• **Goal of the exercise**: Turn the data below into a Markdown table with the columns "Row" and "Line": put each line in its own numbered row and skip the blank lines. Leave the pictures out of your answer.

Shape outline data
....................
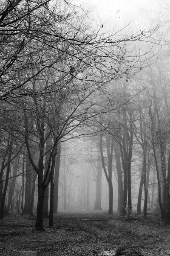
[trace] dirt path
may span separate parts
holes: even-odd
[[[35,232],[34,218],[7,217],[0,222],[3,256],[170,256],[170,227],[150,215],[131,220],[104,211],[62,213],[54,226]]]

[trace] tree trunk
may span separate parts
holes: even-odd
....................
• **Answer to the task**:
| Row | Line |
|---|---|
| 1 | [trace] dirt path |
| 2 | may span separate parts |
| 3 | holes: even-odd |
| 4 | [[[35,232],[34,218],[7,217],[0,222],[3,256],[170,256],[170,227],[150,215],[131,220],[104,211],[62,213],[54,226]]] |
| 5 | [trace] tree trunk |
| 6 | may span separate parts |
| 7 | holes: even-odd |